─── Data provided ───

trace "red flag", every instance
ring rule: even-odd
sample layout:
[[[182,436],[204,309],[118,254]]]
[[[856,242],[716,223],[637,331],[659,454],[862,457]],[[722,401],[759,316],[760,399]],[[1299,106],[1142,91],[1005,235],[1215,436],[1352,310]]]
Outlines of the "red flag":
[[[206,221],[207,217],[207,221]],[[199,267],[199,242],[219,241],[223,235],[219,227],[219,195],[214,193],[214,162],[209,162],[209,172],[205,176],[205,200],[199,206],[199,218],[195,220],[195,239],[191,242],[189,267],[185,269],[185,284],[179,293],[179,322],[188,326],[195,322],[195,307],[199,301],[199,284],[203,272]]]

───

» Exercise instructions
Reproduce the listing above, substituting "orange flag" for each occurrence of "red flag" and leaving all other text unchanged.

» Solved problem
trace "orange flag", every instance
ring rule: even-odd
sample layout:
[[[182,436],[204,309],[118,254]]]
[[[856,242],[716,223],[637,331],[659,454],[862,457]],[[722,401],[759,316],[760,399]],[[1299,106],[1142,91],[1005,235],[1215,436],[1352,310]]]
Outlines of the "orange flag":
[[[206,221],[207,217],[207,221]],[[199,267],[199,242],[219,241],[223,235],[219,227],[219,195],[214,193],[214,162],[209,162],[209,172],[205,176],[205,200],[199,206],[199,218],[195,220],[195,239],[191,242],[189,267],[185,269],[185,284],[179,293],[179,322],[188,326],[195,322],[195,307],[199,301],[199,284],[203,272]]]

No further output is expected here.